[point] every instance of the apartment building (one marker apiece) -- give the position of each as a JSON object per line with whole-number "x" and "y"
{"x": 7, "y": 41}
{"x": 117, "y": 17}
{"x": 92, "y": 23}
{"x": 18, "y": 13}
***
### Problem description:
Put each nonblank line of the material above into a Markdown table, with the row number under "Row" and the line itself under "Line".

### Task answer:
| Row | Line |
|---|---|
| 1 | [point] every instance of the apartment building (one marker apiece) -- give the position of each as a JSON object per line with whole-number "x" and "y" |
| 2 | {"x": 7, "y": 41} |
| 3 | {"x": 117, "y": 17} |
| 4 | {"x": 92, "y": 23} |
| 5 | {"x": 18, "y": 13} |